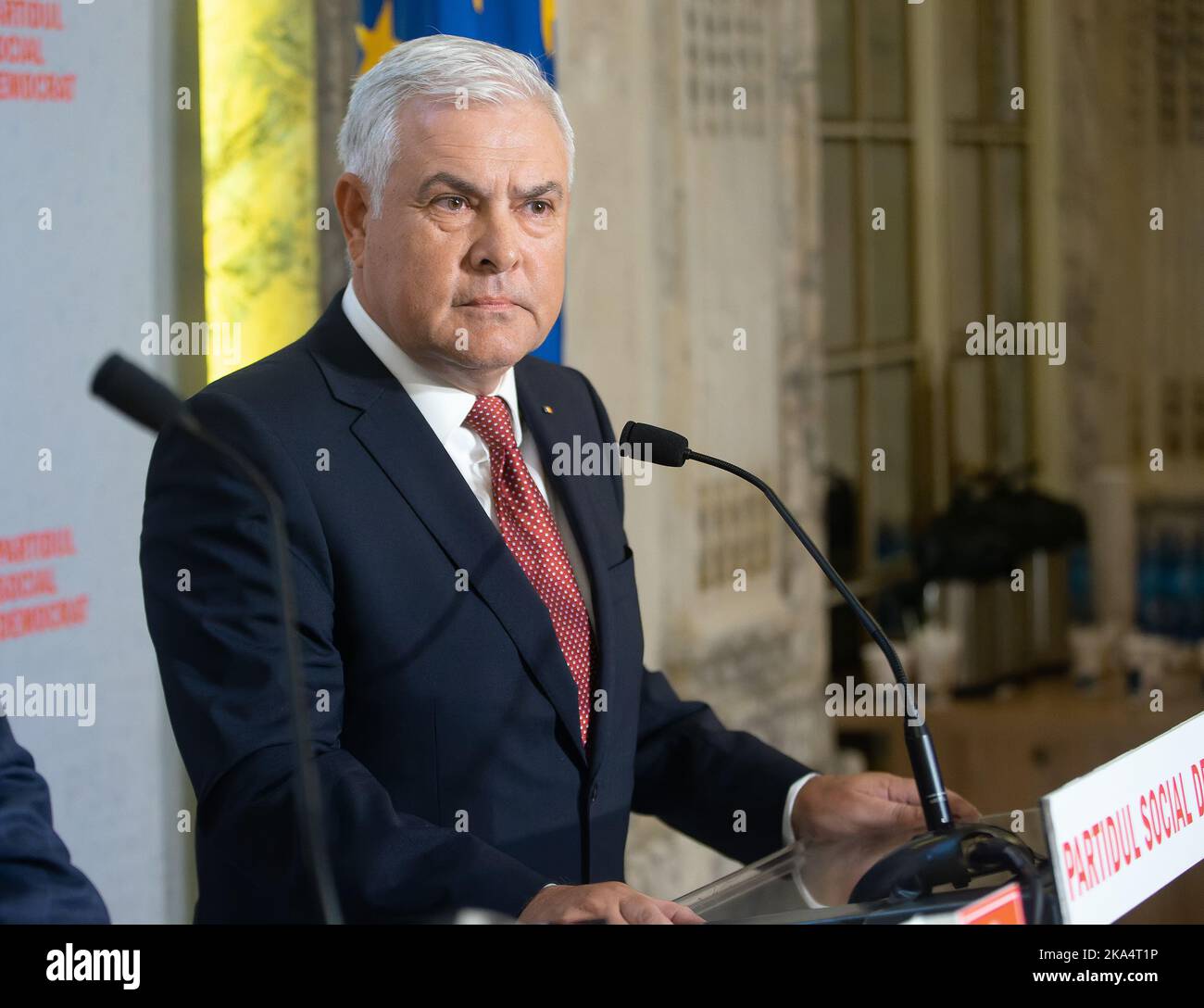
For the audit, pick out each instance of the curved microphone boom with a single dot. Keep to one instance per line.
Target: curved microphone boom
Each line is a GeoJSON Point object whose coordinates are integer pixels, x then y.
{"type": "Point", "coordinates": [149, 402]}
{"type": "Point", "coordinates": [947, 852]}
━━━━━━━━━━━━━━━━━━━━
Put every line of the listing above into a JSON list of strings, one string per line and no blank lines. Leave the pictures out.

[
  "For the audit, pick out each instance of the curved microphone boom with a single dot. Keep to one instance per line.",
  "Target: curved microphone boom",
  "Each line is a GeoJSON Point object whose coordinates are integer pixels, x then y.",
  "{\"type\": \"Point\", \"coordinates\": [149, 402]}",
  "{\"type\": \"Point\", \"coordinates\": [947, 852]}"
]